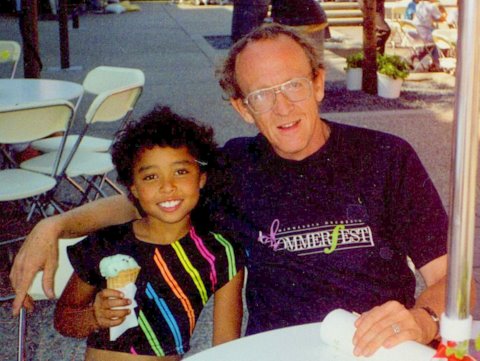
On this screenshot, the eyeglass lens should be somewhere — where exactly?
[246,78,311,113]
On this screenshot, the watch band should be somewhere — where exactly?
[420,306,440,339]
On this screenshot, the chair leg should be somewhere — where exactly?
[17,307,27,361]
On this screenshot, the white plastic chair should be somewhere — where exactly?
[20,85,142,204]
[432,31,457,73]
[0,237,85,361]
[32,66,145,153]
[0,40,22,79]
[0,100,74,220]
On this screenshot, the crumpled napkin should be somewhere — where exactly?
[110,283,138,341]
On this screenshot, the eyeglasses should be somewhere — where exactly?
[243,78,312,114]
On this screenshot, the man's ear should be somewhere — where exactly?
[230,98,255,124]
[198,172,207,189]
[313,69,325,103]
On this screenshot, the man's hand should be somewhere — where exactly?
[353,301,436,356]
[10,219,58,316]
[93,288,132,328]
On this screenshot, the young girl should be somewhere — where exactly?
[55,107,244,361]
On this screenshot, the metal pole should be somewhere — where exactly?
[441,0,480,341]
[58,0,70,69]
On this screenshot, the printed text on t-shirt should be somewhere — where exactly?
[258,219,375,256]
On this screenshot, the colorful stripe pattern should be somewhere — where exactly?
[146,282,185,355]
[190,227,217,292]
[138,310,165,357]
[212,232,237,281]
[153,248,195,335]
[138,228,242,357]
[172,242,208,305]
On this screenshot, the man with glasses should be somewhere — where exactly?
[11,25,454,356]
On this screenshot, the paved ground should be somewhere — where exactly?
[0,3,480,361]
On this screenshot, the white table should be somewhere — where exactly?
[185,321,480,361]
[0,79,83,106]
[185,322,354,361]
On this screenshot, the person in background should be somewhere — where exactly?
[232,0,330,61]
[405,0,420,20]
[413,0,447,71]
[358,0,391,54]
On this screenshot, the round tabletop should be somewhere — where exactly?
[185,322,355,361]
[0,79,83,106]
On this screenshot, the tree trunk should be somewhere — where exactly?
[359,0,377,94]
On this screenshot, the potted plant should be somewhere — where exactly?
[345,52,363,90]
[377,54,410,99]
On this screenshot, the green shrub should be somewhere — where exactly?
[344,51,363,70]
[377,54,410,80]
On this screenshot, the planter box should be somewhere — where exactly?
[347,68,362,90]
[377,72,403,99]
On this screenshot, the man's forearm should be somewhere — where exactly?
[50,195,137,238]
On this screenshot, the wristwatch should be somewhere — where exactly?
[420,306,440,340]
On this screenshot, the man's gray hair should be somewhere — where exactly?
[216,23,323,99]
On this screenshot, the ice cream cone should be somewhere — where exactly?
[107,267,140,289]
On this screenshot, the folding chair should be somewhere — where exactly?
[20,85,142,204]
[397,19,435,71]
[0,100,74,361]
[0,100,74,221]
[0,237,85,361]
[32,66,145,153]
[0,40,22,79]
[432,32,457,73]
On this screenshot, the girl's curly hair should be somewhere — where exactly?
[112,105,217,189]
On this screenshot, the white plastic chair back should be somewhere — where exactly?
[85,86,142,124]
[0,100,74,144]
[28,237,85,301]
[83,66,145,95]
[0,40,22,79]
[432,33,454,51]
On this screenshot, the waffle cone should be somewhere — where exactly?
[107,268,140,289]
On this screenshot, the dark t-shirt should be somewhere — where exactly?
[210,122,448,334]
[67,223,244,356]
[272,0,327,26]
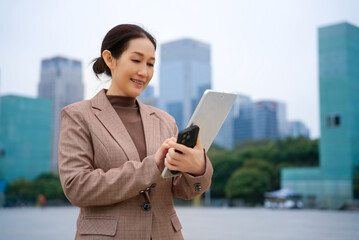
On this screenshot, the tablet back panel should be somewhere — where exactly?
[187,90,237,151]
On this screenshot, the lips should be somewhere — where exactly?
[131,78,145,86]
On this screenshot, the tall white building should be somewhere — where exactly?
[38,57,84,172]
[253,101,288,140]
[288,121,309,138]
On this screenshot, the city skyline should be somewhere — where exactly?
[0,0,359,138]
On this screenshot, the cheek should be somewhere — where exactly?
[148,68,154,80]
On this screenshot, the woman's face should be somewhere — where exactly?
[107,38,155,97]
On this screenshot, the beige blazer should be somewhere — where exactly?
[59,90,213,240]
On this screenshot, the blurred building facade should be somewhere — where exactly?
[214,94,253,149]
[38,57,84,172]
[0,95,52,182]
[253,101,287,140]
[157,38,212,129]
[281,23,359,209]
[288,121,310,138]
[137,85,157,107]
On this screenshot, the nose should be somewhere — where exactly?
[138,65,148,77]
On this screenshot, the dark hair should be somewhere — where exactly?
◆ ◆ ◆ ◆ ◆ ◆ ◆
Rewrite the part that opens with the line containing "On this screenshot, the tall" and closes with the line containing "[59,90,213,240]", swapping "beige blazer" for "tan blazer" and leaving everything else untouched. Give only those lines.

Finished exercise »
On this screenshot, the tall white building should be somewhere — where exactly?
[38,57,84,172]
[253,101,288,140]
[288,121,309,138]
On this screenshot, the city skyline should be somewhere — where exactly?
[0,0,359,138]
On this screenshot, the cheek should be somewhere — where exactly?
[148,68,154,80]
On this screenshot, the woman's face should be somewhere — where exactly?
[107,38,155,97]
On this screenshot, the tan blazer should be somewhere — where exactly?
[59,90,213,240]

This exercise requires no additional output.